(DATA RECORDS begins)

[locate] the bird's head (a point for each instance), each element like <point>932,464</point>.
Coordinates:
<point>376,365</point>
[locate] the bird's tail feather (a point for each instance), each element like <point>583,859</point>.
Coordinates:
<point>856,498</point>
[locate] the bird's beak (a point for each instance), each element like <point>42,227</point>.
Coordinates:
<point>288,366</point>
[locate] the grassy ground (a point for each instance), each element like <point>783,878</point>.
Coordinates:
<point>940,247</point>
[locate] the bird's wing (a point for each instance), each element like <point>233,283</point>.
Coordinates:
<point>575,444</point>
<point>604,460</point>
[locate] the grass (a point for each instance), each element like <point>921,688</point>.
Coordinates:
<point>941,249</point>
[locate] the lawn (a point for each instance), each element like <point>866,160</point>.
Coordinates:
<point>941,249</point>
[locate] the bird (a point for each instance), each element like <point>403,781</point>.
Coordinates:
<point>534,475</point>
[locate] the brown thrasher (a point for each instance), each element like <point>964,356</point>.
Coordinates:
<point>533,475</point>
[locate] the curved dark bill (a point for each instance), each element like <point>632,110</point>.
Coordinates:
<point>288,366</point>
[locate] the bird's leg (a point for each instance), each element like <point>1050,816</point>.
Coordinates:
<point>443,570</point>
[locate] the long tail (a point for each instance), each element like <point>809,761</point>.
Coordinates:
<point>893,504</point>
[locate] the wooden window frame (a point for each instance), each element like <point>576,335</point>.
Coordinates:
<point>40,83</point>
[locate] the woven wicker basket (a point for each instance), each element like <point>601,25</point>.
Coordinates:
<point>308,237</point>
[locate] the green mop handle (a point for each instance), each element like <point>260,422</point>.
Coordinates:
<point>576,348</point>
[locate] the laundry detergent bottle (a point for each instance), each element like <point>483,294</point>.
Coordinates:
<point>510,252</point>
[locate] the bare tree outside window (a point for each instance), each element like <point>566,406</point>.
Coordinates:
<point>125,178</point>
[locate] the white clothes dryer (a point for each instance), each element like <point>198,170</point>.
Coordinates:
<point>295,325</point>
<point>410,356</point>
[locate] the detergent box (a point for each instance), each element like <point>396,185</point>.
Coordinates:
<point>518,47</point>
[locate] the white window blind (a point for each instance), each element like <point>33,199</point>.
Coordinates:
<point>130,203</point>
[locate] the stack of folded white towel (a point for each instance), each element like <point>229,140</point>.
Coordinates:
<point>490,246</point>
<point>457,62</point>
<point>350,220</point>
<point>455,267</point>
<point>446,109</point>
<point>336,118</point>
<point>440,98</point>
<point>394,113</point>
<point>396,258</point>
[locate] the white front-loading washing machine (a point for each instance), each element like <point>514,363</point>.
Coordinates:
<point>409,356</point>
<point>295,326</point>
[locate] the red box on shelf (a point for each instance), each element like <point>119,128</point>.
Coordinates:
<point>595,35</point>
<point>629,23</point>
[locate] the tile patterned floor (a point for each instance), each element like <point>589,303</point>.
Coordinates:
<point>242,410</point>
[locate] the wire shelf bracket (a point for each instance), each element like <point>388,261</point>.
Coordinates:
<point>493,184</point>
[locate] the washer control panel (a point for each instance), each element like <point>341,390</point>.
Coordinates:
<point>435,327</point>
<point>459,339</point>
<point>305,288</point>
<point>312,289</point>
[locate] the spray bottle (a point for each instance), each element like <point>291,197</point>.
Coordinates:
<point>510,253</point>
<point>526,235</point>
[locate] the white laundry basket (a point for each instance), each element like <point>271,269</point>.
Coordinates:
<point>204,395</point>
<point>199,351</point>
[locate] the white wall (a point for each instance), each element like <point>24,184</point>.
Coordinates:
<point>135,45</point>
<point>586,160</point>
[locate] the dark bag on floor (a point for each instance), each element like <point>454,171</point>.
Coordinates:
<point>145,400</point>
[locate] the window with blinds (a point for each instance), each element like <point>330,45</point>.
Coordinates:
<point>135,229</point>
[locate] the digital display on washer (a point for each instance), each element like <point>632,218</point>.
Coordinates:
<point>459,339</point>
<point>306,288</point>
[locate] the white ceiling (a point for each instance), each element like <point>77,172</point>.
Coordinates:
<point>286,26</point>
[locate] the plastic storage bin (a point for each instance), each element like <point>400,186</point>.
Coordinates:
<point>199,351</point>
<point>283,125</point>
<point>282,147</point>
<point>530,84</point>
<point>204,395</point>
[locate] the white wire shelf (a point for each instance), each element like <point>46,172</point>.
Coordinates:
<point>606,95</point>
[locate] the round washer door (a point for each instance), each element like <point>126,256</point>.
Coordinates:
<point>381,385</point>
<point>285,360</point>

(DATA RECORDS ends)

:: TASK STATEMENT ::
All lines of the data above that include the word "white" must be shown.

:: YOUR RESPONSE ::
[locate] the white clothes dryer (a point for each instance), each element like <point>198,170</point>.
[locate] the white window blind (a point for each instance), each element like <point>33,199</point>.
[locate] the stack of folded white towel (a point for each instance), each element like <point>229,140</point>.
[locate] the white front-loading washing machine (a point for each instance), each element like <point>514,363</point>.
[locate] the white laundry basket (a point for each instance), each element like <point>271,269</point>.
[locate] the white wall (a point for each instance), each element like <point>24,184</point>.
[locate] the white ceiling (a point for each instance), each element like <point>77,172</point>.
[locate] the white wire shelf (a point for each instance), each element like <point>46,172</point>.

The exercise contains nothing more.